EXERCISE PROMPT => Swap "rough mask" for "coarse mask" in the stretch of the listing from its start through the line containing "116L1122 137L1114 356L1130", changing nothing else. Return only that stretch, and leave the picture out.

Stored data
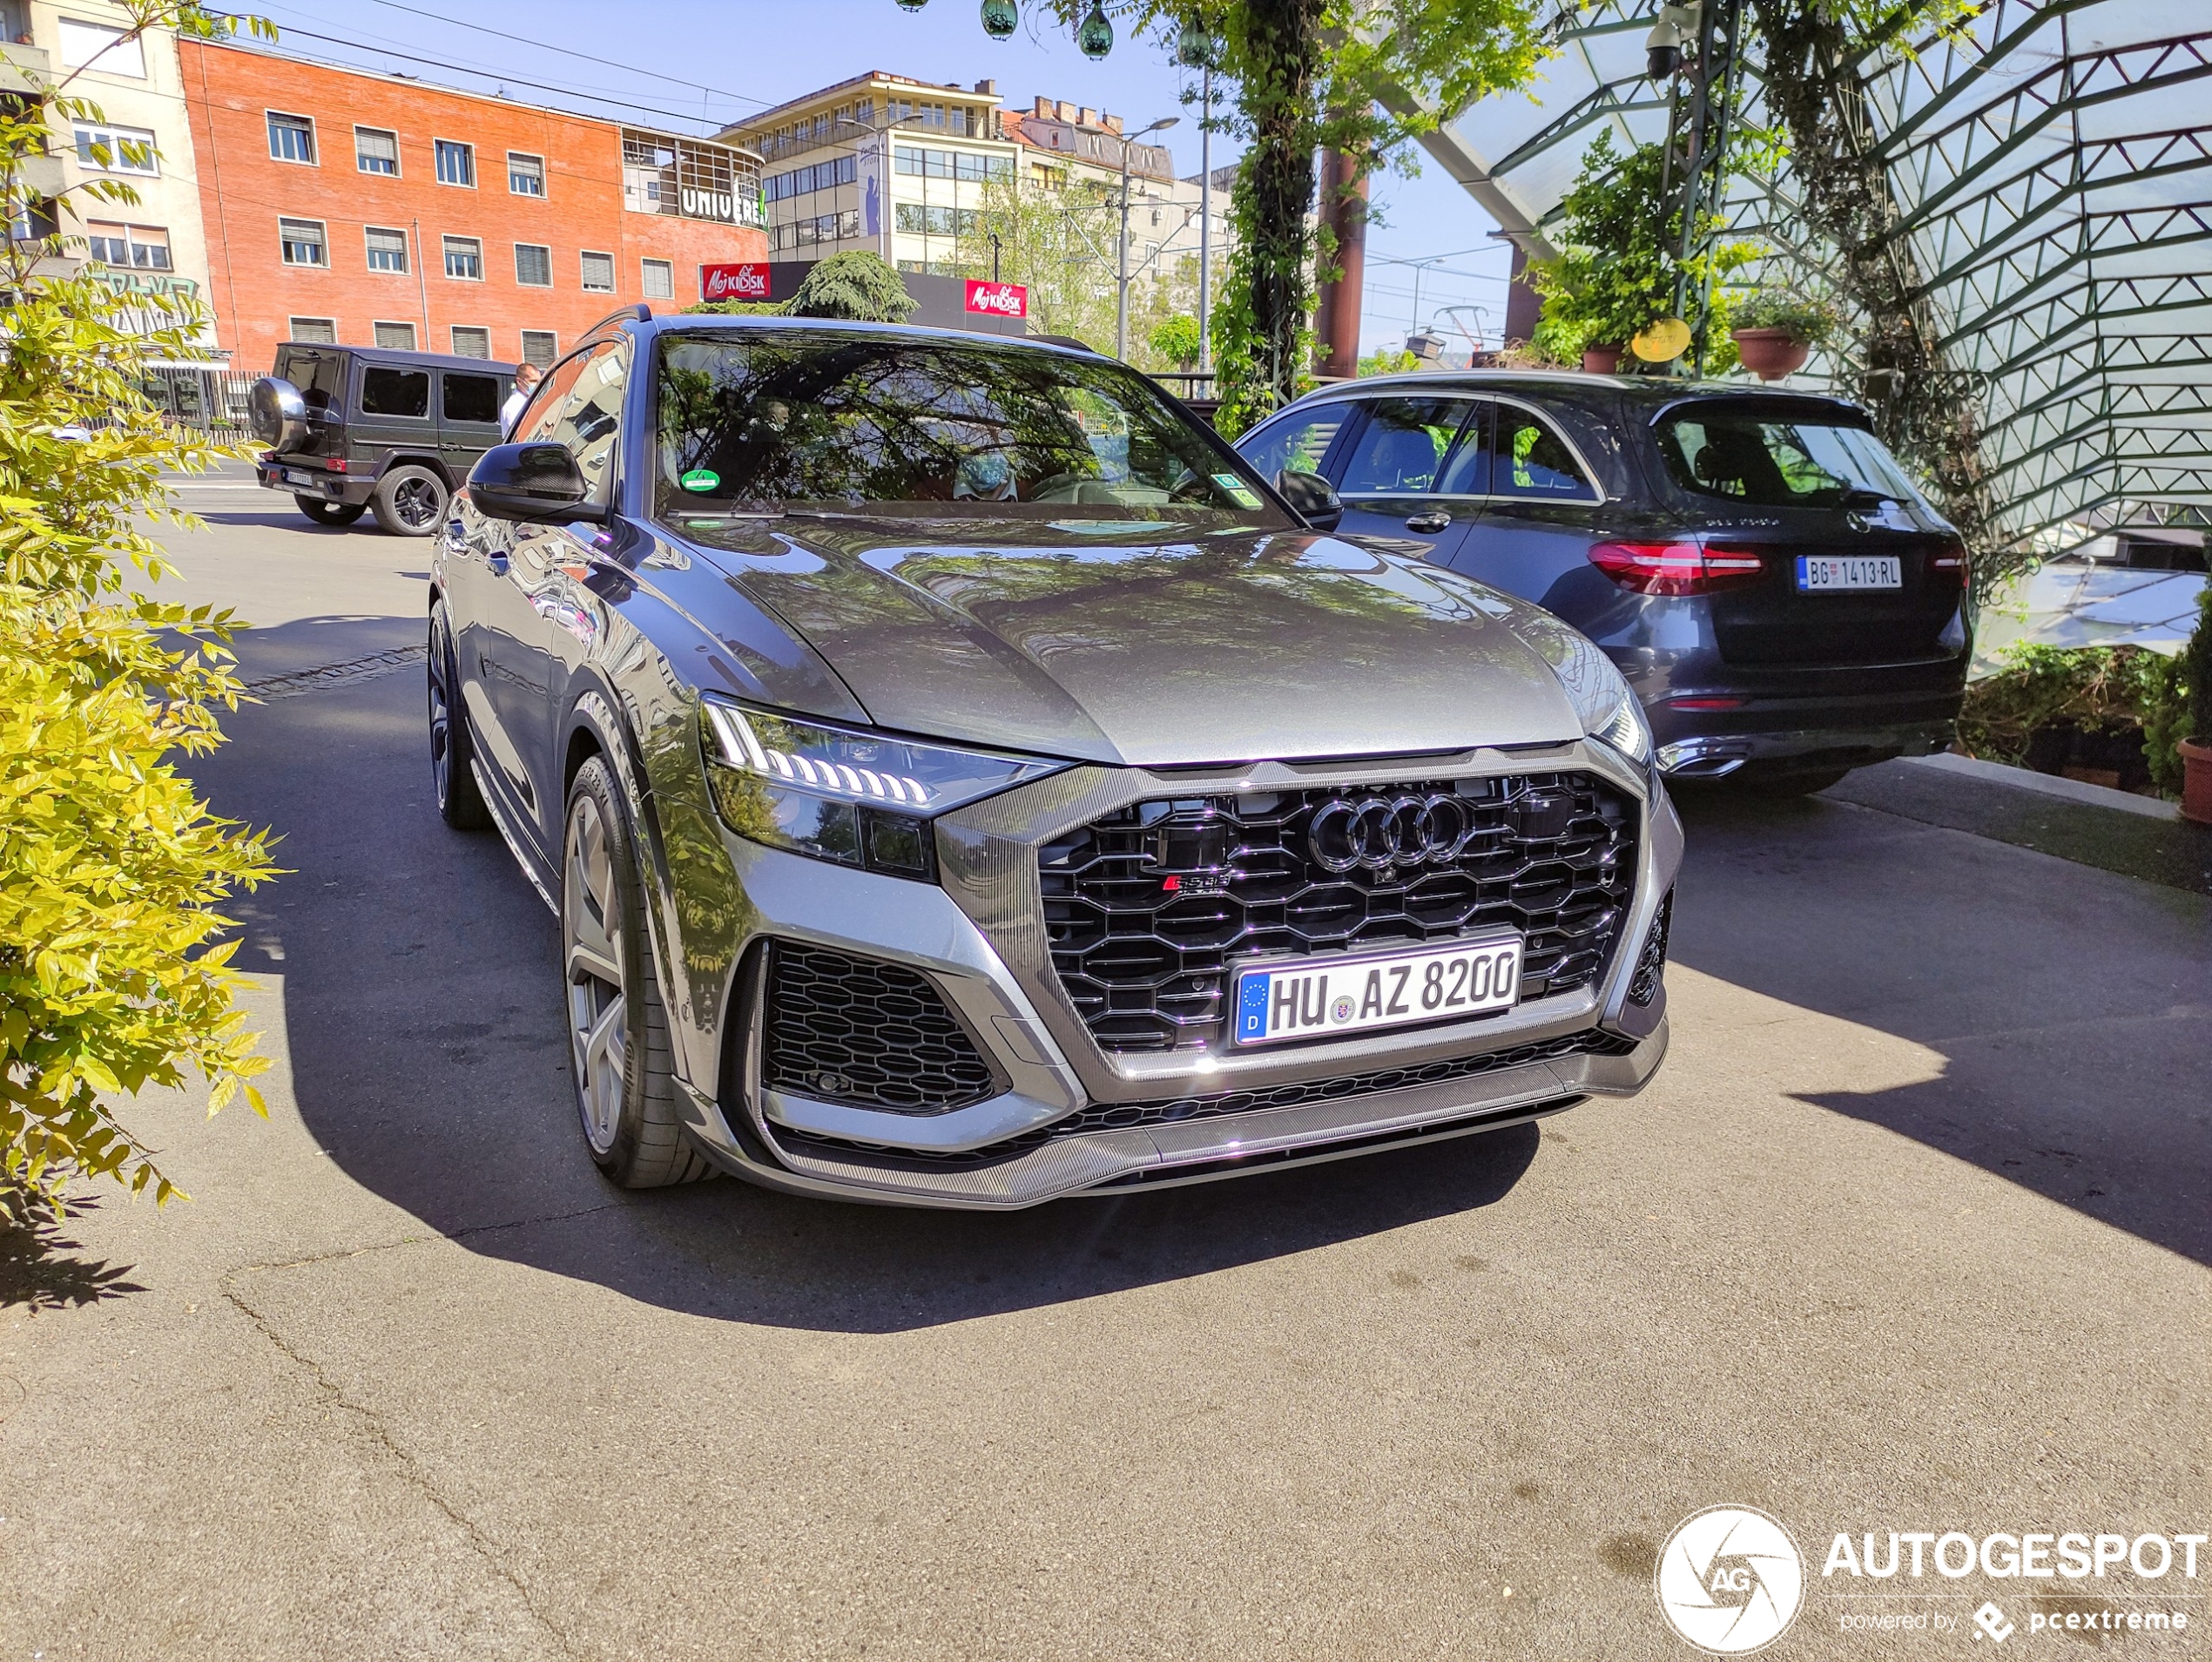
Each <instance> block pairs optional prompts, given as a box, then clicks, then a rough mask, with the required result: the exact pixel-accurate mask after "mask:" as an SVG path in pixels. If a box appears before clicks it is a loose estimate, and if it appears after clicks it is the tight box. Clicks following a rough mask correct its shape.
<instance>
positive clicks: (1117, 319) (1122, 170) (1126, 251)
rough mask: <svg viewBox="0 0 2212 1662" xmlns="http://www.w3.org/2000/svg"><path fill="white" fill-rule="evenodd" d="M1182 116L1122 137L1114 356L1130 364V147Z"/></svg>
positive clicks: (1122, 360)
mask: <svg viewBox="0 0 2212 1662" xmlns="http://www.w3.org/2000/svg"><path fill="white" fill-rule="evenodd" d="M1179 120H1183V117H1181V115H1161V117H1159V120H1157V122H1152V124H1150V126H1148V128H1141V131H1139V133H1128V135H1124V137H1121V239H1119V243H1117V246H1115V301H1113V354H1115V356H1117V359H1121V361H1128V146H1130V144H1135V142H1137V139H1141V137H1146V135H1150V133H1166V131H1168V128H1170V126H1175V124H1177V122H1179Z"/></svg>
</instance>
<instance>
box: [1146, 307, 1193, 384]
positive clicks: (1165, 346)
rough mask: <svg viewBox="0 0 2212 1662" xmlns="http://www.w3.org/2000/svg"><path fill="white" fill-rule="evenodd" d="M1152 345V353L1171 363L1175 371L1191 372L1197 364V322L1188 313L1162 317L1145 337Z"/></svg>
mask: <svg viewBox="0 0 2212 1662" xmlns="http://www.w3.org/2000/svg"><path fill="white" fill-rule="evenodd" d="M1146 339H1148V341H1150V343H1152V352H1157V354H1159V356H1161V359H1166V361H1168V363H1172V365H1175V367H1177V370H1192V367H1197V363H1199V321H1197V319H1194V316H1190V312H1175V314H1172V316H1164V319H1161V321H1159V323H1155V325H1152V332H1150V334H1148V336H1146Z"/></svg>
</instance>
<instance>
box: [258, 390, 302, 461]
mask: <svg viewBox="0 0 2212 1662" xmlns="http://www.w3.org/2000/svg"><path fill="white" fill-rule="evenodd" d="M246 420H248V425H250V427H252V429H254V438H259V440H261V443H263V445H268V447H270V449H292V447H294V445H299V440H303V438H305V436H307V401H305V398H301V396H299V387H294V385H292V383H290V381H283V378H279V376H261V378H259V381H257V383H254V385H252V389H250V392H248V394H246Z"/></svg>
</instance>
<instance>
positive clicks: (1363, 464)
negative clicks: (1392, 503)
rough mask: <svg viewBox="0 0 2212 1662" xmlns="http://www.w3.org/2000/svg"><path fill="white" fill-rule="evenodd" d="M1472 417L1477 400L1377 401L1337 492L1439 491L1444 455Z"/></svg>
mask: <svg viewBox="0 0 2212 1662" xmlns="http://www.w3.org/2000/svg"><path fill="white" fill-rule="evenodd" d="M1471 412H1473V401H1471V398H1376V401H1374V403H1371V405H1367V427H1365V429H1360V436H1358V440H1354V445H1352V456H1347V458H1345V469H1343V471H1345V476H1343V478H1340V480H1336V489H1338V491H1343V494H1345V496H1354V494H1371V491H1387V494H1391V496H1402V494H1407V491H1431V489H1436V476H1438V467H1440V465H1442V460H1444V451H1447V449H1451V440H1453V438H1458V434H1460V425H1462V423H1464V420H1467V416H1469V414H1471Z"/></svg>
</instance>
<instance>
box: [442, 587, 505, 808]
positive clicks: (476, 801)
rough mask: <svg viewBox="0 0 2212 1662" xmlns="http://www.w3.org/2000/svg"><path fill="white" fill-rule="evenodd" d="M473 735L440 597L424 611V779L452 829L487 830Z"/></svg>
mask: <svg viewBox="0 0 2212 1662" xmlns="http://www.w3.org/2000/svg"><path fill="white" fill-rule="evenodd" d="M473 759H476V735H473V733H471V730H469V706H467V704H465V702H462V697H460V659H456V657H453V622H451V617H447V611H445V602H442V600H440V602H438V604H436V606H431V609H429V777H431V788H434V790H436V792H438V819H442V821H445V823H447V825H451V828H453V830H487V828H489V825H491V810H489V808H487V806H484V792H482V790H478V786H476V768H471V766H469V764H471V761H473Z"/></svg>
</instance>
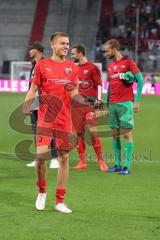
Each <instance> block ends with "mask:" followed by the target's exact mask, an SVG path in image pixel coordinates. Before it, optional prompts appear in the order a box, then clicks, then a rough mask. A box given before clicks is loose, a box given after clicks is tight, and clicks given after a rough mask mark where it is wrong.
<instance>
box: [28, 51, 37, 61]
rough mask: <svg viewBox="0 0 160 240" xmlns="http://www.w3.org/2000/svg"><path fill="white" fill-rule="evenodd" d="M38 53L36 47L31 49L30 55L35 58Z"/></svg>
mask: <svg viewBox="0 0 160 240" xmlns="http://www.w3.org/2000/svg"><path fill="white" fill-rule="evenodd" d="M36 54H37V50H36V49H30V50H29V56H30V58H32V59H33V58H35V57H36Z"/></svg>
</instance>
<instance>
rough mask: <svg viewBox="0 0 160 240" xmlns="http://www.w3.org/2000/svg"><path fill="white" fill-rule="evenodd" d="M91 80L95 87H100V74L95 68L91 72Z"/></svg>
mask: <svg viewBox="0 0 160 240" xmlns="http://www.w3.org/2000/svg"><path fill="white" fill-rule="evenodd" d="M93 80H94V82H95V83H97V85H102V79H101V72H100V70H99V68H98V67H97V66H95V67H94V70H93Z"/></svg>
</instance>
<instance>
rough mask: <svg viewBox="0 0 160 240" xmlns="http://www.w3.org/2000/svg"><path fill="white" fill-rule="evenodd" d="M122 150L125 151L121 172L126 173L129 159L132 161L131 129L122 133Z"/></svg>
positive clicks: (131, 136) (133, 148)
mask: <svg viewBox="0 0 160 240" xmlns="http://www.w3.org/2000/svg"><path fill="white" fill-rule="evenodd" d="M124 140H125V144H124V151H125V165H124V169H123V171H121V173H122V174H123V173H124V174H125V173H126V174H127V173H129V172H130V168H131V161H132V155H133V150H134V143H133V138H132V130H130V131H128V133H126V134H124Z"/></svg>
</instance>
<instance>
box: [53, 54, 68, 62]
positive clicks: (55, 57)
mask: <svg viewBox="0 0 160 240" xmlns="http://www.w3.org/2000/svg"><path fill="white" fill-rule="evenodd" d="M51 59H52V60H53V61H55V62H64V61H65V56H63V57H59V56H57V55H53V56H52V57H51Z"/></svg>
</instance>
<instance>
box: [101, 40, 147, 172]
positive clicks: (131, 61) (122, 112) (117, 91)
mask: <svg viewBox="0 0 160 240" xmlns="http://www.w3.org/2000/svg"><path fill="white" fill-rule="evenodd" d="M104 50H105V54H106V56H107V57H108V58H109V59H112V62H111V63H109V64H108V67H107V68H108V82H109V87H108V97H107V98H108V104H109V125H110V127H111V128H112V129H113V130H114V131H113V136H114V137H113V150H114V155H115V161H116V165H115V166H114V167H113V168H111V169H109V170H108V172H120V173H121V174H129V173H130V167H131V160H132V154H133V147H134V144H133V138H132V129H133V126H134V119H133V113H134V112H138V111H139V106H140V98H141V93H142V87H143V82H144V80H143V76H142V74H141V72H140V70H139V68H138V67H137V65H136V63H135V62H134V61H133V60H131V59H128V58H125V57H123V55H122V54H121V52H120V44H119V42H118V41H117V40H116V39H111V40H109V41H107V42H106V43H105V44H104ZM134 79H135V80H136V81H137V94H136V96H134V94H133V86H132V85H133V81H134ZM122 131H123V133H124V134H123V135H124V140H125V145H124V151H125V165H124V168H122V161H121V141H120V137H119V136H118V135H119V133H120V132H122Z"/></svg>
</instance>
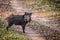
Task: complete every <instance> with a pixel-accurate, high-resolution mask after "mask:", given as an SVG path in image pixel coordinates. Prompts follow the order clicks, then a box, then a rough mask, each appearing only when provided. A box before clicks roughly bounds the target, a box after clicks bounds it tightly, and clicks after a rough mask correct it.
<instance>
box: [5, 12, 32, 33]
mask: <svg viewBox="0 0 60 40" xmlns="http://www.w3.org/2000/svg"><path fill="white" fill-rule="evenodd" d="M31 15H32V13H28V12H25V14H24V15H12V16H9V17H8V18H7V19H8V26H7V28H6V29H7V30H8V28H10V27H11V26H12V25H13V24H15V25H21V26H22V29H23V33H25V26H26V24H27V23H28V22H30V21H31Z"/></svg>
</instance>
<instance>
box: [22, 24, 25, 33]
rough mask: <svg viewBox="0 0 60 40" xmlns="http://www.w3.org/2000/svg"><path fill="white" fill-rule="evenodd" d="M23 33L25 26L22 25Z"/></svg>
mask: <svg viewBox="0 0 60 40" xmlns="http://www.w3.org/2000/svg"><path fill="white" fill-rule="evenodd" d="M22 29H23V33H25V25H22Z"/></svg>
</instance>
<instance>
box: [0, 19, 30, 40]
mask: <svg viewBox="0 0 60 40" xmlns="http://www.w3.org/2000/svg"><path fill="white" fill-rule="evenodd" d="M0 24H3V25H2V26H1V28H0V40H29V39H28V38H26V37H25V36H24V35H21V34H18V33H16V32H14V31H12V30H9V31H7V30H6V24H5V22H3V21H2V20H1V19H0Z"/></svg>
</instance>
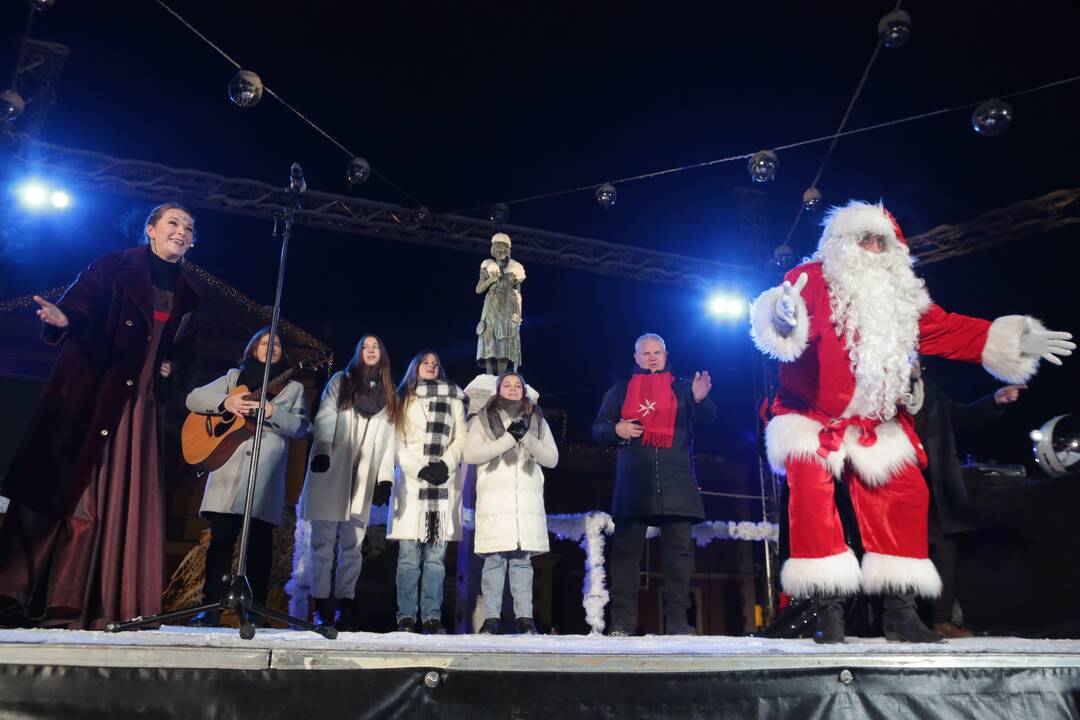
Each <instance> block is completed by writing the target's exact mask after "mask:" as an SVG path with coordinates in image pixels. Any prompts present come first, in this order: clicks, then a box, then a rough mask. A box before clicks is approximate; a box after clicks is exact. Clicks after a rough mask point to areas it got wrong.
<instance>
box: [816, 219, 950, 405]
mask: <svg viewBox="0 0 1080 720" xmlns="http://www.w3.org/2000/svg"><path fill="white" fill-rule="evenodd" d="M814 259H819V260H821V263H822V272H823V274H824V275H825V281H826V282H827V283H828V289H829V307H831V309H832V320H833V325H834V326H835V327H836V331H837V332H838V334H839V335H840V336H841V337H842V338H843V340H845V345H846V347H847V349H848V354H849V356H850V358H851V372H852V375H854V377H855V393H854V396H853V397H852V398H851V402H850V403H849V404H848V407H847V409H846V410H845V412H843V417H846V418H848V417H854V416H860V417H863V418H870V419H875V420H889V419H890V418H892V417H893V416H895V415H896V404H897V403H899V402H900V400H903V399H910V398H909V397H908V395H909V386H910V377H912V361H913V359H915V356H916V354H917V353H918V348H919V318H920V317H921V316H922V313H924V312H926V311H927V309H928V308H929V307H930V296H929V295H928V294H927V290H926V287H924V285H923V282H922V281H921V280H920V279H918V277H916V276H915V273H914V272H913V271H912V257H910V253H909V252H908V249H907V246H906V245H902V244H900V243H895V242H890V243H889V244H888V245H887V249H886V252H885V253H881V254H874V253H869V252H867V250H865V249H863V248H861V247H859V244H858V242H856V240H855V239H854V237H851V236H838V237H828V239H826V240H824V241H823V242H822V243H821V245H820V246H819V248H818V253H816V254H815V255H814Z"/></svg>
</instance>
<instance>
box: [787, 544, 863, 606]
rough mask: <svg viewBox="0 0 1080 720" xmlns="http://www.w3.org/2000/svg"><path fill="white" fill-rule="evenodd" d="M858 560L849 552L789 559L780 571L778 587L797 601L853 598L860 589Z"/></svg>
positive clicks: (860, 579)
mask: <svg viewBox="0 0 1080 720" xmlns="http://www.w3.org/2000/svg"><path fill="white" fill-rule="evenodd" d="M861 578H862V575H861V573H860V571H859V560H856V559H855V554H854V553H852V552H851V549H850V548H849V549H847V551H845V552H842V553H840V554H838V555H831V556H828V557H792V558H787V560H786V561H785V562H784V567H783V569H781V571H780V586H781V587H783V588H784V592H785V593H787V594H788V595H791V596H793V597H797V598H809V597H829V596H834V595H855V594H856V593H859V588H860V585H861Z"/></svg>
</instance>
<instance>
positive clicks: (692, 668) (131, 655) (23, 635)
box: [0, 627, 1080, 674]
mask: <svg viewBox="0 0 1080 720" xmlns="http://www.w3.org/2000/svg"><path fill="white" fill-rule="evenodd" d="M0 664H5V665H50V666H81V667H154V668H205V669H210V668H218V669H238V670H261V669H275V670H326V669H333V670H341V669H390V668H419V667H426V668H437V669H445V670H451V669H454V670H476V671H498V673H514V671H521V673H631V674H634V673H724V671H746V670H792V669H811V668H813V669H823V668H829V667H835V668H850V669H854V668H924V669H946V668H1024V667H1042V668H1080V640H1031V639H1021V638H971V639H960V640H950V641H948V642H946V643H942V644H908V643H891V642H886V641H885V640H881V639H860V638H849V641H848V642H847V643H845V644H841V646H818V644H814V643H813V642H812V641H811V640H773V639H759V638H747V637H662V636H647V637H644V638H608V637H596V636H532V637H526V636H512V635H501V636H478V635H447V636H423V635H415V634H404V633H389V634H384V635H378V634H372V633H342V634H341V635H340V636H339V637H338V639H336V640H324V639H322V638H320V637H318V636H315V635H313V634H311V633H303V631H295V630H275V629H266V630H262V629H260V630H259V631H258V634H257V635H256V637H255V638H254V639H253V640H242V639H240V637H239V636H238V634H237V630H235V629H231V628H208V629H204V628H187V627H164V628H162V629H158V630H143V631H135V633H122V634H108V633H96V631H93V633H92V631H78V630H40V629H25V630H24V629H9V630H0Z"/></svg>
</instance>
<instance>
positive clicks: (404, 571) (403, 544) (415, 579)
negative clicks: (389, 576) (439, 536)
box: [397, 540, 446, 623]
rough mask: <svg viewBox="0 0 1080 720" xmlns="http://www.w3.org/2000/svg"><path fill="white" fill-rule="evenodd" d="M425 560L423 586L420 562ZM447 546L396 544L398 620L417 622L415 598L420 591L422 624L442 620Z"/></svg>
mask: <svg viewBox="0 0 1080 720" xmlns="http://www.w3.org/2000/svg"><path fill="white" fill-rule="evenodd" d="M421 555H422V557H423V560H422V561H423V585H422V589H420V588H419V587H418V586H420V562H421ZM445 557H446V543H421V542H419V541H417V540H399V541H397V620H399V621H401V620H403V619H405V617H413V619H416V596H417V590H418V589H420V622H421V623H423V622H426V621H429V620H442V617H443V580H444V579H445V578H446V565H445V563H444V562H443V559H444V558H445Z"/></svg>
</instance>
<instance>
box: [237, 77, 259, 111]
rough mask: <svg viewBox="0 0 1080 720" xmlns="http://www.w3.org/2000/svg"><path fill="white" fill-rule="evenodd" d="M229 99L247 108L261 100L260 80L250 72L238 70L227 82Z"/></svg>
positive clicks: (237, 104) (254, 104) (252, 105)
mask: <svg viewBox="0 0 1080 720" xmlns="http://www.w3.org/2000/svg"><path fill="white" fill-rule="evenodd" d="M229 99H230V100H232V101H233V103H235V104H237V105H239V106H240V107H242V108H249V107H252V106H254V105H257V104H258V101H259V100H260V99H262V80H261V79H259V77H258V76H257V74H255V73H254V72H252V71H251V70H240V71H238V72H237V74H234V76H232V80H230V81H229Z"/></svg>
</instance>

FINAL ANSWER =>
Each <instance> block pairs optional prompts, given as a box, then clicks, then a coarse mask, with the required result: the exact pixel-accurate mask after "mask:" as an SVG path in pixels. If a box appears before clicks it is a loose estimate, and if it appears after clicks it is the tight box. Clicks following a coarse mask correct its shape.
<instance>
positive clicks: (1117, 319) (1122, 170) (1126, 251)
coarse mask: <svg viewBox="0 0 2212 1662" xmlns="http://www.w3.org/2000/svg"><path fill="white" fill-rule="evenodd" d="M1182 116L1122 137L1114 356L1130 364V147Z"/></svg>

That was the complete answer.